> PASSAGE PROVIDED
* Start *
US 5164739 A
An antenna device is comprised of a base member fixed to an automobile body, a first mast member, a second mast member and a third mast member. The third mast member is supported by the base member, the second mast member is supported by the third mast member and includes a plurality of telescopic elements and the first mast member is supported by one end of the second mast member and located away from the automobile body. A feeder conductor is connected to the first mast member through an impedance matching coil with the feeder conductor and the coil being molded in a resin elevation member. The resin elevation member extends through the second and third mast members and has an enlarged portion which surrounds the coil. The enlarged portion of the resin elevation member is in engagement with the second mast member and elevates the second mast member upon movement away from the automobile body.
1. An antenna device comprising:
a base member fixed to an automobile body;
a first mast member;
a second mast member;
a third mast member, the third mast member being supported by the base member;
the second mast member being supported by the third mast member and having a plurality of telescopic elements;
the first mast member being supported by one end of the second mast member and located remote from the automobile body; and
a feeder conductor connected to said first mast member through an impedance matching coil, said feeder conductor and said coil being molded in a resin elevation member, the resin elevation member extending through said second and third mast member and having an enlarged portion surrounding said coil in engagement with said second mast member for elevating said second mast member upon movement away from said automobile body.
2. An antenna device according to claim 1, wherein the second mast member and the third mast member, both of conductive material, provide shielding means for the feeder conductor to reduce noise.
The present invention relates to an antenna device for an automobile which is installed in the automobile body.
A conventional antenna device, for example, is disclosed in Japanese Kokai No. 62-17920. The conventional device integrates an antenna mast for an AM/FM radio receiver and another antenna mast for an automobile telephone. The telephone antenna mast, which transmits and receives shorter wave lengths than the antenna mast for a radio receiver, is located close to an automobile body. The automobile body is equivalent to a grounded plate. Therefore, the telephone antenna mast may be affected by the automobile body if the telephone antenna mast is close to the automobile body. As a result of this, the most sensitive direction of the telephone antenna mast is not directed horizontally. Therefore, the telephone antenna mast may be less sensitive.
* End *
Could you restate the antenna patent text from "The present invention" to "be less sensitive.", swapping "automobile body" for "vehicle body"?

> MATERIAL PROVIDED
* Start *
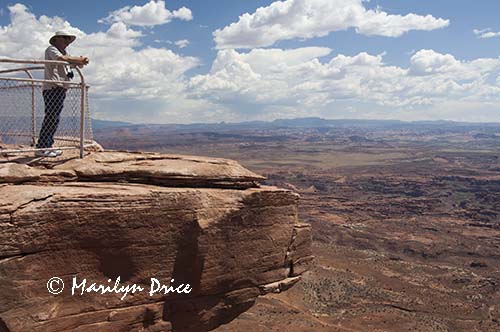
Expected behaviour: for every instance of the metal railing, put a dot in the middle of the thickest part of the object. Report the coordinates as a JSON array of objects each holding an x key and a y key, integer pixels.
[{"x": 25, "y": 121}]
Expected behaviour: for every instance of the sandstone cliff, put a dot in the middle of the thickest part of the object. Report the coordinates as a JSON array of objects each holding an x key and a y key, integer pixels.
[{"x": 200, "y": 221}]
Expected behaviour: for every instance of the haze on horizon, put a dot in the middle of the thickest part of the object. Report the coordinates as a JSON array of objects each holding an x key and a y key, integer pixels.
[{"x": 200, "y": 62}]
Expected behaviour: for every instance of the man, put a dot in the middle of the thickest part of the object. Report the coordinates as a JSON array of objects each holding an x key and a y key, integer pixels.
[{"x": 55, "y": 93}]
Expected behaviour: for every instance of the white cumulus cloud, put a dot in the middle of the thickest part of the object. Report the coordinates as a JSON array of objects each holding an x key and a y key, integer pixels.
[
  {"x": 152, "y": 13},
  {"x": 315, "y": 18},
  {"x": 485, "y": 33},
  {"x": 182, "y": 43},
  {"x": 297, "y": 78}
]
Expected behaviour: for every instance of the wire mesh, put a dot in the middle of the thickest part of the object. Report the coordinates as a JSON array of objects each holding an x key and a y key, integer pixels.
[{"x": 33, "y": 118}]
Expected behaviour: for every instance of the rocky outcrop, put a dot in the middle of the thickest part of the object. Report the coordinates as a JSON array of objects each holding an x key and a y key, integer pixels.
[{"x": 141, "y": 220}]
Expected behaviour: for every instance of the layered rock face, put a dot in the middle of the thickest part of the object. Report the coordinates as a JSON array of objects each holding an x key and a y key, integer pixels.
[{"x": 141, "y": 219}]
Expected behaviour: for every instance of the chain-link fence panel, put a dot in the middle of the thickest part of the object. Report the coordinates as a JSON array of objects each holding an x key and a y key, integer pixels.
[{"x": 33, "y": 118}]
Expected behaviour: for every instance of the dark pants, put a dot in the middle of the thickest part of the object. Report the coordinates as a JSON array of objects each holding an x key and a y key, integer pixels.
[{"x": 54, "y": 103}]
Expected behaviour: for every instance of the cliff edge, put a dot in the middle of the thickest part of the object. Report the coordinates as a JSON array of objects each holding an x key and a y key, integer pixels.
[{"x": 147, "y": 220}]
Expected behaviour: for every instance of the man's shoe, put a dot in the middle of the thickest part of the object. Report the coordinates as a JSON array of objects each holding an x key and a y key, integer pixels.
[{"x": 46, "y": 153}]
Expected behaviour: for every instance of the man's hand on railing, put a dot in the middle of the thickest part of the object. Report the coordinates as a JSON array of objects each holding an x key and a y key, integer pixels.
[{"x": 80, "y": 61}]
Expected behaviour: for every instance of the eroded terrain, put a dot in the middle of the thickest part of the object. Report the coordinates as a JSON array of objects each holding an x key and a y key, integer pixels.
[{"x": 406, "y": 220}]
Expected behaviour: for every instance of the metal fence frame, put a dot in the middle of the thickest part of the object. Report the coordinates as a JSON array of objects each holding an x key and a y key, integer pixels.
[{"x": 33, "y": 82}]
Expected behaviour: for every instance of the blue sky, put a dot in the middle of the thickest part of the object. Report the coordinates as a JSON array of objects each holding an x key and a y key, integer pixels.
[{"x": 385, "y": 59}]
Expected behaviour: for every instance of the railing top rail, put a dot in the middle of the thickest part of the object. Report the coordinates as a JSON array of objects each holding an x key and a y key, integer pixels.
[
  {"x": 21, "y": 69},
  {"x": 33, "y": 61}
]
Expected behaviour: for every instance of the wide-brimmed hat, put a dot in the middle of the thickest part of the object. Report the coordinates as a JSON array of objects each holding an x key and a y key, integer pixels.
[{"x": 62, "y": 34}]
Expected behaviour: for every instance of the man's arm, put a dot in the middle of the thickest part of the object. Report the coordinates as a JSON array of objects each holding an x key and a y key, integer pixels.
[{"x": 75, "y": 60}]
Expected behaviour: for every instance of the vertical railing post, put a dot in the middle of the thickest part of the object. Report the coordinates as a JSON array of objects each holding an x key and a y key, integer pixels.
[
  {"x": 33, "y": 109},
  {"x": 82, "y": 116}
]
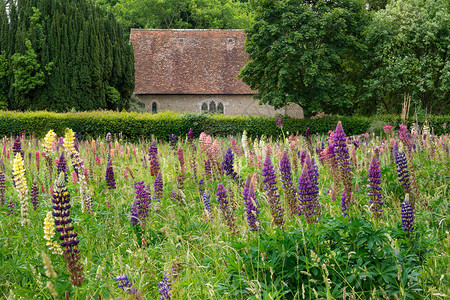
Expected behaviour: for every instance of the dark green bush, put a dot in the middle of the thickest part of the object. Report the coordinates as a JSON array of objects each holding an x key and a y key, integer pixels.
[{"x": 136, "y": 125}]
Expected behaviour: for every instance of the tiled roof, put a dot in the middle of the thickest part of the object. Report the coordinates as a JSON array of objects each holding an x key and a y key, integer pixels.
[{"x": 183, "y": 61}]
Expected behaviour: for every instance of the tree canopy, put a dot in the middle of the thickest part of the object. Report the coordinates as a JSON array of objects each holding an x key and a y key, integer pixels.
[
  {"x": 305, "y": 52},
  {"x": 62, "y": 55}
]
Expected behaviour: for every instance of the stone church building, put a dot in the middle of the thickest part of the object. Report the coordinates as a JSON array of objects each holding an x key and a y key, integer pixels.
[{"x": 195, "y": 70}]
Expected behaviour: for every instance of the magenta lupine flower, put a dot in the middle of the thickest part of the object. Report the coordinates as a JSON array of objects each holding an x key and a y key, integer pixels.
[
  {"x": 402, "y": 170},
  {"x": 279, "y": 124},
  {"x": 270, "y": 187},
  {"x": 17, "y": 148},
  {"x": 374, "y": 186},
  {"x": 208, "y": 171},
  {"x": 125, "y": 284},
  {"x": 407, "y": 216},
  {"x": 251, "y": 206},
  {"x": 207, "y": 213},
  {"x": 110, "y": 181},
  {"x": 288, "y": 186},
  {"x": 164, "y": 290},
  {"x": 227, "y": 164},
  {"x": 62, "y": 166},
  {"x": 158, "y": 187},
  {"x": 34, "y": 195},
  {"x": 2, "y": 189},
  {"x": 142, "y": 200},
  {"x": 308, "y": 193}
]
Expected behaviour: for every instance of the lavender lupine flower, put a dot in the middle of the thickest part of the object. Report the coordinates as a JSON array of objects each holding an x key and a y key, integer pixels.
[
  {"x": 374, "y": 186},
  {"x": 164, "y": 290},
  {"x": 125, "y": 284},
  {"x": 201, "y": 188},
  {"x": 251, "y": 206},
  {"x": 62, "y": 166},
  {"x": 2, "y": 189},
  {"x": 110, "y": 181},
  {"x": 34, "y": 195},
  {"x": 61, "y": 212},
  {"x": 17, "y": 148},
  {"x": 207, "y": 205},
  {"x": 224, "y": 207},
  {"x": 407, "y": 215},
  {"x": 288, "y": 186},
  {"x": 402, "y": 170},
  {"x": 141, "y": 200},
  {"x": 227, "y": 164},
  {"x": 270, "y": 187},
  {"x": 343, "y": 159}
]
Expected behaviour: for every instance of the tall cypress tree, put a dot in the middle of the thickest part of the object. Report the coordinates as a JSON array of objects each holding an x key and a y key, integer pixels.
[{"x": 84, "y": 60}]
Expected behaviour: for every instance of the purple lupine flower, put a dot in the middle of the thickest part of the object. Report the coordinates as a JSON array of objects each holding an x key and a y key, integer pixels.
[
  {"x": 164, "y": 290},
  {"x": 201, "y": 188},
  {"x": 374, "y": 186},
  {"x": 208, "y": 171},
  {"x": 62, "y": 166},
  {"x": 402, "y": 170},
  {"x": 110, "y": 181},
  {"x": 191, "y": 136},
  {"x": 251, "y": 206},
  {"x": 17, "y": 148},
  {"x": 61, "y": 212},
  {"x": 227, "y": 164},
  {"x": 224, "y": 207},
  {"x": 207, "y": 213},
  {"x": 125, "y": 284},
  {"x": 288, "y": 186},
  {"x": 308, "y": 194},
  {"x": 141, "y": 200},
  {"x": 134, "y": 214},
  {"x": 34, "y": 195},
  {"x": 270, "y": 187},
  {"x": 343, "y": 159},
  {"x": 2, "y": 189},
  {"x": 407, "y": 215},
  {"x": 279, "y": 124}
]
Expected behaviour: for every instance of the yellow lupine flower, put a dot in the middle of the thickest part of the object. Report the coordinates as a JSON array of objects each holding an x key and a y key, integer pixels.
[
  {"x": 49, "y": 233},
  {"x": 21, "y": 186},
  {"x": 48, "y": 142}
]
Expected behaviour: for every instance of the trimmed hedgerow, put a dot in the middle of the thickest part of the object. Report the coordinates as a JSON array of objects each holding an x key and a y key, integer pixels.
[{"x": 136, "y": 125}]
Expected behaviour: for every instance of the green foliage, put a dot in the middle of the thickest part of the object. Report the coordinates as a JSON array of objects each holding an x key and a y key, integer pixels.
[
  {"x": 331, "y": 258},
  {"x": 63, "y": 55},
  {"x": 408, "y": 54},
  {"x": 305, "y": 54},
  {"x": 136, "y": 125}
]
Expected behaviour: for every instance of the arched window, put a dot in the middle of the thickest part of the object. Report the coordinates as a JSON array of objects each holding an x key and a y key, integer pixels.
[
  {"x": 204, "y": 107},
  {"x": 212, "y": 107},
  {"x": 220, "y": 108}
]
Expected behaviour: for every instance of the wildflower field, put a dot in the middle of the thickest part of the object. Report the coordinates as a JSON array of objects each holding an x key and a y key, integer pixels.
[{"x": 293, "y": 216}]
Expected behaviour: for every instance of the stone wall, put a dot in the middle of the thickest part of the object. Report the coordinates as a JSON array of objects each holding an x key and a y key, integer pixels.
[{"x": 232, "y": 105}]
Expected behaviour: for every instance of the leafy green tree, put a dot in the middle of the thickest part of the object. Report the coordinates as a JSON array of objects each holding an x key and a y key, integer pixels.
[
  {"x": 63, "y": 55},
  {"x": 409, "y": 56},
  {"x": 201, "y": 14},
  {"x": 305, "y": 52}
]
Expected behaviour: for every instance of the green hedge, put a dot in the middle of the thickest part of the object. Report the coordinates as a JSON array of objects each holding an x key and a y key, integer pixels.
[{"x": 135, "y": 125}]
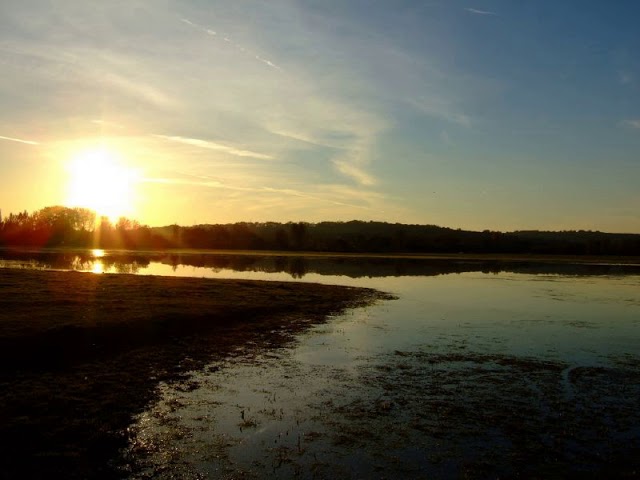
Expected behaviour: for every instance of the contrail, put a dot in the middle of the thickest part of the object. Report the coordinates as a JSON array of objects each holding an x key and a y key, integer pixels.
[
  {"x": 244, "y": 50},
  {"x": 28, "y": 142}
]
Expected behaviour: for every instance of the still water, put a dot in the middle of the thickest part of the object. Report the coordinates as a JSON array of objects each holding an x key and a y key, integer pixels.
[{"x": 478, "y": 369}]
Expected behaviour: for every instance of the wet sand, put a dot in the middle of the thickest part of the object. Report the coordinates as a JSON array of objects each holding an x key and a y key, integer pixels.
[{"x": 82, "y": 354}]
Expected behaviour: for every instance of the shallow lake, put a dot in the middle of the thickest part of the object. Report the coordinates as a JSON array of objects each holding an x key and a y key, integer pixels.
[{"x": 478, "y": 369}]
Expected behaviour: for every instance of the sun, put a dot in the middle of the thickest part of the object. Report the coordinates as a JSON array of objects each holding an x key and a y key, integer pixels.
[{"x": 99, "y": 181}]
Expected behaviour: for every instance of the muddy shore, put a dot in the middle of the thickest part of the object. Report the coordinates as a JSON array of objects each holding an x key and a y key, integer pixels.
[{"x": 82, "y": 354}]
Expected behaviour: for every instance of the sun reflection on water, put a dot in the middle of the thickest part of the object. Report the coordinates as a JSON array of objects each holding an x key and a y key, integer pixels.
[{"x": 98, "y": 267}]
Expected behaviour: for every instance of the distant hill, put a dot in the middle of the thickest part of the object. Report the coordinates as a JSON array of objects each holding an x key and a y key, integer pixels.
[{"x": 61, "y": 226}]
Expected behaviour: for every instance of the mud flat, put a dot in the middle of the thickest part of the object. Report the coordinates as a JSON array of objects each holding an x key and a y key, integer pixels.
[{"x": 82, "y": 354}]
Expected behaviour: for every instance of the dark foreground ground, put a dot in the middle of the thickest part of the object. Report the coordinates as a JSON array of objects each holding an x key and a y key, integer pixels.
[{"x": 82, "y": 354}]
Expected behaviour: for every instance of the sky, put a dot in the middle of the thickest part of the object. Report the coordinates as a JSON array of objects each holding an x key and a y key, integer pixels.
[{"x": 487, "y": 114}]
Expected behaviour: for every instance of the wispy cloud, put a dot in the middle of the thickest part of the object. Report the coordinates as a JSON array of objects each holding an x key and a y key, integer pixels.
[
  {"x": 440, "y": 108},
  {"x": 480, "y": 12},
  {"x": 354, "y": 172},
  {"x": 206, "y": 182},
  {"x": 226, "y": 39},
  {"x": 19, "y": 140},
  {"x": 196, "y": 142}
]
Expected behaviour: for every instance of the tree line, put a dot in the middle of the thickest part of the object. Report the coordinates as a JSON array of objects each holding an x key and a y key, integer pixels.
[{"x": 59, "y": 226}]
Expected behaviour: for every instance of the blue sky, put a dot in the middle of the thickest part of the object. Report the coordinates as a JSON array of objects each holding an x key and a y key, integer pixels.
[{"x": 493, "y": 114}]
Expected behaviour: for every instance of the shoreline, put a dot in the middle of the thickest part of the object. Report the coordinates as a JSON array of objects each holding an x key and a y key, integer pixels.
[{"x": 82, "y": 354}]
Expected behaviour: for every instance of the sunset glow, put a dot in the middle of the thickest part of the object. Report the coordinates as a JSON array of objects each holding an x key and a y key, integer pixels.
[{"x": 98, "y": 181}]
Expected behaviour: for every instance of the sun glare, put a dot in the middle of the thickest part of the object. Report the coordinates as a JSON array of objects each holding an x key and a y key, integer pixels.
[{"x": 98, "y": 181}]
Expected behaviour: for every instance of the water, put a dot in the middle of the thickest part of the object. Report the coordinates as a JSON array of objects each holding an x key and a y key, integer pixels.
[{"x": 478, "y": 369}]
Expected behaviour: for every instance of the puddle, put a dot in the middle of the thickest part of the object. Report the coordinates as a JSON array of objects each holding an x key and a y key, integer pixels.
[{"x": 463, "y": 376}]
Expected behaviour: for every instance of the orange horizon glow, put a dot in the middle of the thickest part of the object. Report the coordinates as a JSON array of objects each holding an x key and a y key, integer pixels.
[{"x": 99, "y": 181}]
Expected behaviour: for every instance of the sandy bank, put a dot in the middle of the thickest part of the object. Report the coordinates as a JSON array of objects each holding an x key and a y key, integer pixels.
[{"x": 81, "y": 354}]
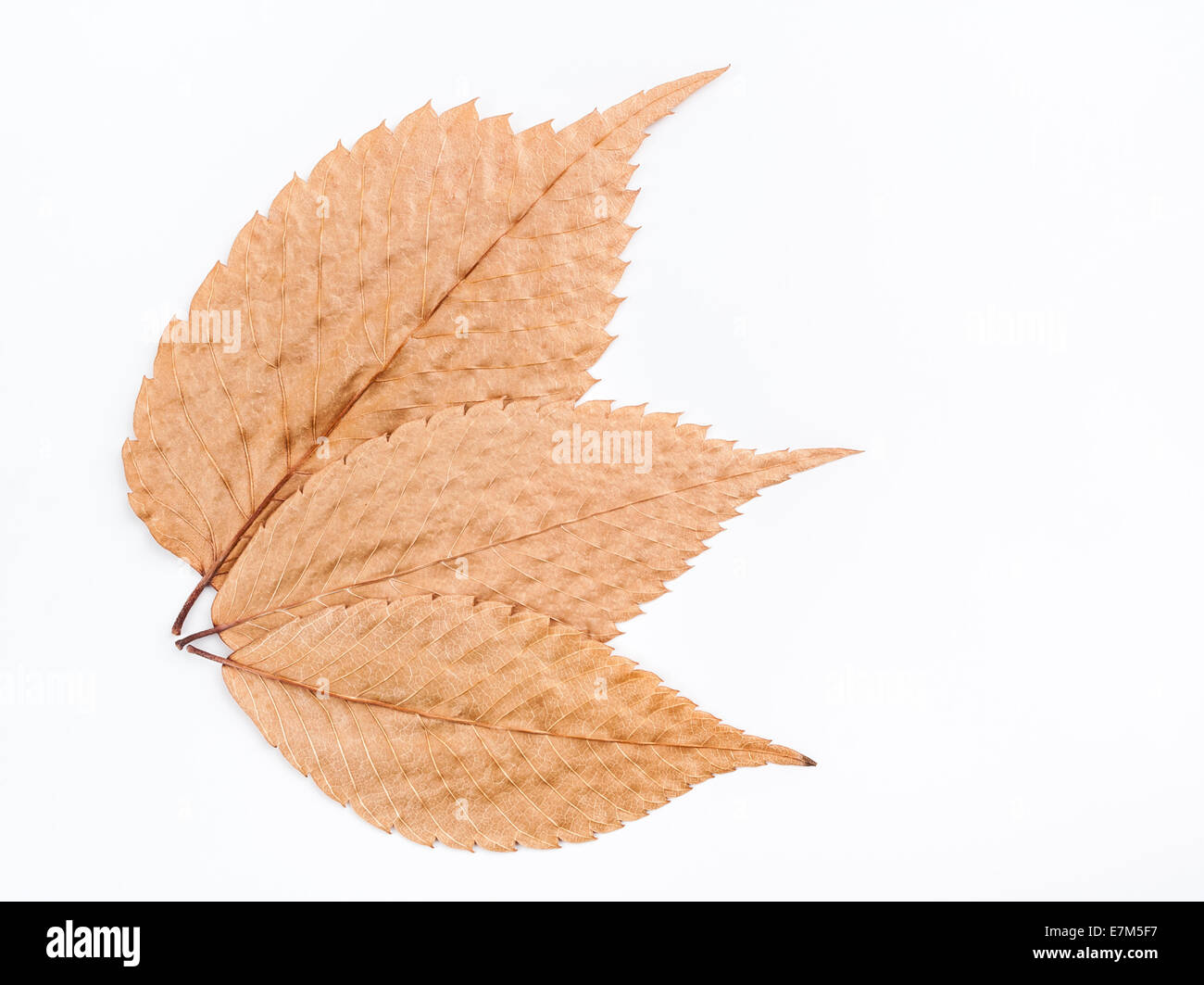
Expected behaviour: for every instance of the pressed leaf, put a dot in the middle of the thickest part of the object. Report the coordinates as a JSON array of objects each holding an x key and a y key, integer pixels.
[
  {"x": 445, "y": 261},
  {"x": 469, "y": 724},
  {"x": 489, "y": 501}
]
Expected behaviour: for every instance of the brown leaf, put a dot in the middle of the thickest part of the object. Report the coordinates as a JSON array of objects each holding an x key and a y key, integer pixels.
[
  {"x": 442, "y": 262},
  {"x": 469, "y": 725},
  {"x": 490, "y": 502}
]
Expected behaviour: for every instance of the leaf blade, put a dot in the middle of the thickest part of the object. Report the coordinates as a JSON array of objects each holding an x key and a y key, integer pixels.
[
  {"x": 474, "y": 724},
  {"x": 476, "y": 501},
  {"x": 348, "y": 293}
]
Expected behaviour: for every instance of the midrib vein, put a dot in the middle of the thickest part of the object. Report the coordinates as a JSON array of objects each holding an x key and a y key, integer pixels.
[
  {"x": 493, "y": 545},
  {"x": 293, "y": 470},
  {"x": 470, "y": 723}
]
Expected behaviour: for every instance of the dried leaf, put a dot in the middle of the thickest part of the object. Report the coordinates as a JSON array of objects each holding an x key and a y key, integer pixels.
[
  {"x": 365, "y": 437},
  {"x": 442, "y": 262},
  {"x": 492, "y": 502},
  {"x": 469, "y": 725}
]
* End *
> ANSWER TO THE EXERCISE
The present invention relates to an antenna device for an automobile which is installed in the vehicle body.
A conventional antenna device, for example, is disclosed in Japanese Kokai No. 62-17920. The conventional device integrates an antenna mast for an AM/FM radio receiver and another antenna mast for an automobile telephone. The telephone antenna mast, which transmits and receives shorter wave lengths than the antenna mast for a radio receiver, is located close to an vehicle body. The vehicle body is equivalent to a grounded plate. Therefore, the telephone antenna mast may be affected by the vehicle body if the telephone antenna mast is close to the vehicle body. As a result of this, the most sensitive direction of the telephone antenna mast is not directed horizontally. Therefore, the telephone antenna mast may be less sensitive.